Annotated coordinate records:
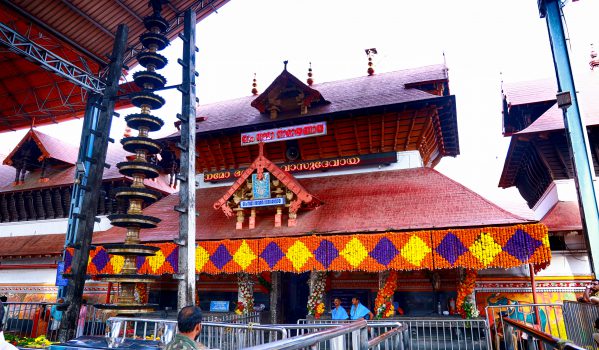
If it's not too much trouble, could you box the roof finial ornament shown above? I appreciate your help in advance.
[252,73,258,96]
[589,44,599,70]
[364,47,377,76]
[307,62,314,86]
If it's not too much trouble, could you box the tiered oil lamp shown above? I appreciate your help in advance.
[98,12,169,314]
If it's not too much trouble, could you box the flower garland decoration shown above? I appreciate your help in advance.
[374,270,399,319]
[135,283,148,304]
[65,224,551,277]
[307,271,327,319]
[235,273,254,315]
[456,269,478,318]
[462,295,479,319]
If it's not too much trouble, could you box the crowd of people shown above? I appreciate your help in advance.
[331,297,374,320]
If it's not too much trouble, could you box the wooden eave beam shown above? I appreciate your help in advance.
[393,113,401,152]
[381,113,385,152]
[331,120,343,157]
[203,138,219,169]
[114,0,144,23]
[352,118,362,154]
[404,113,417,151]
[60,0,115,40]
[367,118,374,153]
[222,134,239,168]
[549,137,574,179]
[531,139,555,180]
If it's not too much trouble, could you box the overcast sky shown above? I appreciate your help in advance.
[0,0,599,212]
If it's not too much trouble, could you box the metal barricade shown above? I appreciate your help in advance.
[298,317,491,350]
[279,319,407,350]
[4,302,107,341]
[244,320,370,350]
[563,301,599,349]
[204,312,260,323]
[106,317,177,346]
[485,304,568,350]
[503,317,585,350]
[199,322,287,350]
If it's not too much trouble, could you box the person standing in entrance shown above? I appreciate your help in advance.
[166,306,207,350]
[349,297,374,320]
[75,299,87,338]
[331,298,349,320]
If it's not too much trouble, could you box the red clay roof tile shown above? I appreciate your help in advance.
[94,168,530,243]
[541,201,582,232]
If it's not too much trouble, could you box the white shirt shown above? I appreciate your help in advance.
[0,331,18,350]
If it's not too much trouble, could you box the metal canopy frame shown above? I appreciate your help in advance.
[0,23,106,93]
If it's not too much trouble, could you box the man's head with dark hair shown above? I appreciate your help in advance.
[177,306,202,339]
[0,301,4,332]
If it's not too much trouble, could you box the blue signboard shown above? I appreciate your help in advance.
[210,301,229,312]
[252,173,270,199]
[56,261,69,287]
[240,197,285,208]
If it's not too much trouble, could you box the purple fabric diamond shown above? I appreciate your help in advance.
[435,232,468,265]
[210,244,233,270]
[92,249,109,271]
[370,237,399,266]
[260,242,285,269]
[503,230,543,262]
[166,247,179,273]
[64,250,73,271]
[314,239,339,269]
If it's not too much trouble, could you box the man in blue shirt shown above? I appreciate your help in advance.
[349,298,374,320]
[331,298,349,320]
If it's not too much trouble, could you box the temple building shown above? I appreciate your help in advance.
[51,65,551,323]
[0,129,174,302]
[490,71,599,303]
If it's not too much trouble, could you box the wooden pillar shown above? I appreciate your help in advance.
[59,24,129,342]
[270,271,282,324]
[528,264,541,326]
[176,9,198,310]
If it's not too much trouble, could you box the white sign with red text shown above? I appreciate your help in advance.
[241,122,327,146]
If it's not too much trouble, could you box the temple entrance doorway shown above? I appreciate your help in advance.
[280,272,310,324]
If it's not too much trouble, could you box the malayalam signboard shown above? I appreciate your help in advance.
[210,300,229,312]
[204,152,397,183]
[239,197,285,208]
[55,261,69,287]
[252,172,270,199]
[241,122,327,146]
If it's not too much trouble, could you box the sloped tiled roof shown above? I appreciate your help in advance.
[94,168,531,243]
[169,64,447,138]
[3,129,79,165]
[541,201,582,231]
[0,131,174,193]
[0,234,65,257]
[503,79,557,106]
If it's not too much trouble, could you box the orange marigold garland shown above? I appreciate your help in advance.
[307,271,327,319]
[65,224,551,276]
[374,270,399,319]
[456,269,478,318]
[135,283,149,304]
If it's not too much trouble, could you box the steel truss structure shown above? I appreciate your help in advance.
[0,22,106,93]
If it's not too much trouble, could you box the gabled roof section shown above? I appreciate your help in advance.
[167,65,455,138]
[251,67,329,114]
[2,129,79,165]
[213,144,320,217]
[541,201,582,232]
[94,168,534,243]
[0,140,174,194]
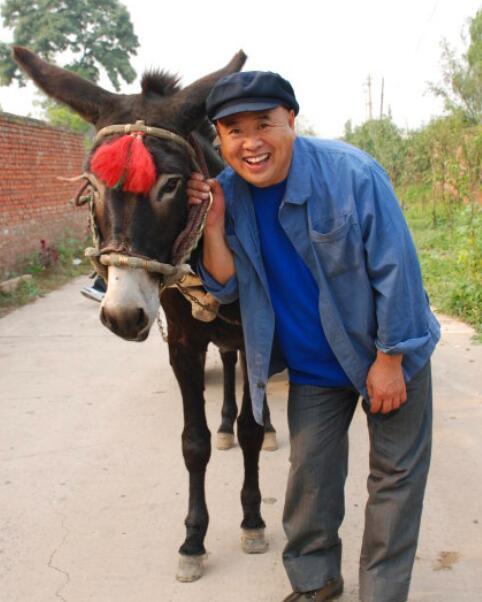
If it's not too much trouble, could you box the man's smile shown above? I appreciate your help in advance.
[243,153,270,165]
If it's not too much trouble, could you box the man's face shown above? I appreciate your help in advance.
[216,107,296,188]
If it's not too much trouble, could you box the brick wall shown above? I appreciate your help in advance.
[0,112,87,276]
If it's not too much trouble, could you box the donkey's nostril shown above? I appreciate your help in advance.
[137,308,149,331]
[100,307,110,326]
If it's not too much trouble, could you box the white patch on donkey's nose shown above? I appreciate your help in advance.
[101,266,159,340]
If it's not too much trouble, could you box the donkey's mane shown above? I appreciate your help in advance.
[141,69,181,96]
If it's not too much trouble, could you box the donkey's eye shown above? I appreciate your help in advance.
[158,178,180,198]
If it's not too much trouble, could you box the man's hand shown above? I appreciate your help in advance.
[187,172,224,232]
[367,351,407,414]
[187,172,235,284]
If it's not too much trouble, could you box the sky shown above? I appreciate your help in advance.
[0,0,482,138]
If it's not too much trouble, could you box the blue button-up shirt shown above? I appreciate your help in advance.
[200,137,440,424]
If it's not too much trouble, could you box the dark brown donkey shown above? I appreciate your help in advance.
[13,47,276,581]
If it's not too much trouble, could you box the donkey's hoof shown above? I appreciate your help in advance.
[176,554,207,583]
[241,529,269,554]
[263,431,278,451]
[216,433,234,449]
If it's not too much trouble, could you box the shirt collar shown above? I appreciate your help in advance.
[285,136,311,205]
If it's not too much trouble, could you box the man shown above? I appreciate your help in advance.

-- WHAT NEEDS TO BE DONE --
In the listing, take the stretch from the line that contains "If it's not too much trouble, could you box the sloped" through the line that contains "[0,112,87,276]", and change "box" to "outline" wherever it appears, keeping every other part of those lines as it is. Write out the changed lines without the pictures.

-- ANSWER FOR THIS EXERCISE --
If it's not too much trouble, could you outline the sloped tiled roof shown above? I appreciate your help in advance.
[94,168,531,243]
[169,64,447,138]
[3,129,79,165]
[541,201,582,231]
[0,131,174,193]
[0,234,65,257]
[503,79,557,106]
If it's not too much trouble, could you outline the orange marigold garland shown above? I appreciate your help in advance.
[307,271,327,319]
[65,224,551,276]
[374,270,399,319]
[456,269,478,318]
[135,283,149,304]
If it's not too much trouble, could you outline the steel truss structure shown above? I appreciate your help in advance.
[0,22,106,93]
If it's not too much trouble, could you outline the gabled roof section shown above? I appreciate your help in advance.
[167,65,455,138]
[251,67,329,114]
[2,129,79,165]
[213,144,320,217]
[541,201,582,232]
[94,168,534,243]
[0,140,174,194]
If it's not too much trouble, could you outline the man's smile shown above? I appreciate your help in advance.
[243,153,270,165]
If it's not too much trouble, could you outline the man's face shown above? I appreciate your help in advance.
[216,107,296,188]
If it's not too much trouble, could you outline the brick wall shown above? I appreciate your help in advance.
[0,112,87,276]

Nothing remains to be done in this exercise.